Each line of the data should be repeated precisely.

[Opening Task material section]

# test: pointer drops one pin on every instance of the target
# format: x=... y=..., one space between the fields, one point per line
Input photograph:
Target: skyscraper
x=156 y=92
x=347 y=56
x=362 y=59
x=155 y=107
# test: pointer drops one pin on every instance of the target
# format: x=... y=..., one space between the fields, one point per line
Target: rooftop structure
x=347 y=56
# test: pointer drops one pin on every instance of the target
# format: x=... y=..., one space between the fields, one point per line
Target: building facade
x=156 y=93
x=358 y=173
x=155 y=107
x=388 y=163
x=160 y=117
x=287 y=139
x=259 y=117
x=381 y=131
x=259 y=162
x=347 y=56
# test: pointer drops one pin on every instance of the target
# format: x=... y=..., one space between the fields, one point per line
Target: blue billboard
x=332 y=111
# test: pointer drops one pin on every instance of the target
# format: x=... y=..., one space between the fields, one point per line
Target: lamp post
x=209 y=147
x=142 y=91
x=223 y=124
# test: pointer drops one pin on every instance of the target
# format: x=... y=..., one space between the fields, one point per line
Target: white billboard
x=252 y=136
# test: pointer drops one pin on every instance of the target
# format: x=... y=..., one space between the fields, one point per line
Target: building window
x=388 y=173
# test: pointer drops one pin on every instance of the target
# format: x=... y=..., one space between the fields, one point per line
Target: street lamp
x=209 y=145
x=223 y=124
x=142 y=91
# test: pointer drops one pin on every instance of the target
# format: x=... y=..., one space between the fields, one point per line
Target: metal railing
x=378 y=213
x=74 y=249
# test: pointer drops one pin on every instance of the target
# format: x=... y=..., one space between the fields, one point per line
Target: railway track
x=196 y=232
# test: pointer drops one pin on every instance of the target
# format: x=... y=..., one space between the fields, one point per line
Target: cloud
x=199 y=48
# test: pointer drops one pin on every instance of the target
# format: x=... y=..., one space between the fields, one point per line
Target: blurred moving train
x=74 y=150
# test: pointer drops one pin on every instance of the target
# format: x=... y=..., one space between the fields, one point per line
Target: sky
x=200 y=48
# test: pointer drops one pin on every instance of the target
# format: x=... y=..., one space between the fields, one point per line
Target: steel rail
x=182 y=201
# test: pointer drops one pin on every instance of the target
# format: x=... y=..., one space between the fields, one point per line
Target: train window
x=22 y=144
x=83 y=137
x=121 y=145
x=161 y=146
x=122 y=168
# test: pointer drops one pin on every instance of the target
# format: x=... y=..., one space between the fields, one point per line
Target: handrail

[Closing Task material section]

Result of this exercise —
# test: pointer drops one pin on every instance of the target
# format: x=... y=..., one space between the fields, one point per line
Input photograph:
Target: skyscraper
x=156 y=92
x=347 y=56
x=362 y=59
x=155 y=107
# test: pointer drops one pin on every instance of the target
# format: x=... y=..., one space between the fields, one point per line
Target: rooftop structure
x=347 y=56
# test: pointer drops one pin on every instance of the target
# format: x=... y=..., one space between the fields, one point per line
Target: building facade
x=156 y=93
x=358 y=173
x=155 y=107
x=388 y=163
x=160 y=117
x=287 y=139
x=259 y=117
x=381 y=131
x=259 y=162
x=347 y=56
# test: pointer drops one pin on every instance of the target
# format: x=... y=..., one space between the fields, one point per line
Target: blue billboard
x=332 y=111
# test: pointer drops one pin on every instance of the target
# format: x=... y=..., one space between the fields, one point per line
Target: lamp post
x=209 y=147
x=142 y=91
x=223 y=124
# test: pointer drops one pin on every instance of the target
# format: x=... y=..., one space between the fields, one point per line
Target: white billboard
x=252 y=136
# test: pointer drops one pin on every instance of the target
# format: x=... y=..., one space between the fields, one point per line
Target: building window
x=388 y=173
# test: pointer drops one pin on every instance of the target
# format: x=... y=..., one space between the fields, one point per line
Target: street lamp
x=209 y=145
x=223 y=124
x=142 y=91
# test: pointer drops one pin on every instance of the target
# format: x=... y=..., one space between the fields, one point per line
Target: metal railing
x=378 y=213
x=74 y=249
# test: pointer drops one pin on every instance of the target
# format: x=... y=..., one space between the fields, one point per line
Target: railway track
x=196 y=232
# test: pointer drops one pin on every instance of the target
# format: x=... y=..., one space between the fields, one point per line
Target: cloud
x=199 y=48
# test: pointer drops one pin on every instance of the target
# format: x=... y=..., one space between the fields, one point per line
Target: blurred moving train
x=74 y=150
# test: pointer drops one pin on every instance of the target
# format: x=... y=..., one space between the fields, one point per line
Target: sky
x=200 y=48
# test: pointer drops one pin on every instance of the target
# format: x=... y=..., one space between the fields, one point per line
Target: steel rail
x=182 y=201
# test: pointer drops one pin on every instance of the target
# format: x=... y=..., one space between the fields, one point per line
Target: train window
x=22 y=144
x=83 y=137
x=121 y=145
x=161 y=146
x=122 y=168
# test: pointer drops one pin on every instance of the target
# format: x=... y=..., one space between the fields, one point per line
Target: handrail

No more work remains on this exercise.